● Extracted entries
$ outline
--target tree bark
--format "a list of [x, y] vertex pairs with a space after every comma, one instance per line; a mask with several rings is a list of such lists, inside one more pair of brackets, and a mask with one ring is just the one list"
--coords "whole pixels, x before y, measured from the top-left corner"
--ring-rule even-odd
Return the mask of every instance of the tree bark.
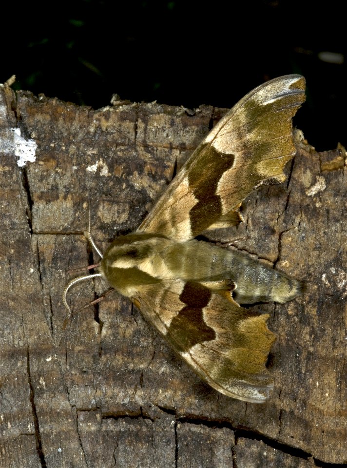
[[277, 335], [275, 389], [247, 404], [203, 382], [127, 299], [114, 292], [83, 309], [101, 281], [76, 285], [68, 319], [69, 271], [97, 261], [83, 234], [88, 197], [104, 251], [225, 112], [113, 104], [94, 111], [0, 87], [0, 467], [347, 463], [344, 149], [298, 143], [287, 182], [255, 191], [245, 222], [213, 236], [307, 284], [287, 304], [256, 308]]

● Work to do
Rewrite all the lines above as a Markdown table with the columns "Row" and "Line," skipping any blank lines and omitting the pictures.

● Exercise solution
| Row | Line |
|---|---|
| 1 | $ outline |
| 2 | --target tree bark |
| 3 | --format "a list of [x, y] vertex pairs with a space after every comma, one instance per line; a mask with several rings is a list of such lists, inside one more pair of brackets, and a mask with one ring is just the one list" |
| 4 | --coords "whole pixels, x before y, measured from the top-left corner" |
| 5 | --ring-rule even-odd |
| 6 | Return the mask of every instance of the tree bark. |
| 7 | [[277, 335], [275, 389], [247, 404], [203, 382], [127, 299], [114, 292], [83, 309], [101, 281], [76, 285], [68, 319], [69, 271], [97, 261], [83, 234], [88, 197], [104, 251], [225, 112], [113, 104], [94, 111], [0, 87], [0, 467], [347, 463], [344, 149], [298, 143], [287, 182], [255, 191], [245, 222], [213, 236], [307, 284], [287, 304], [256, 308]] |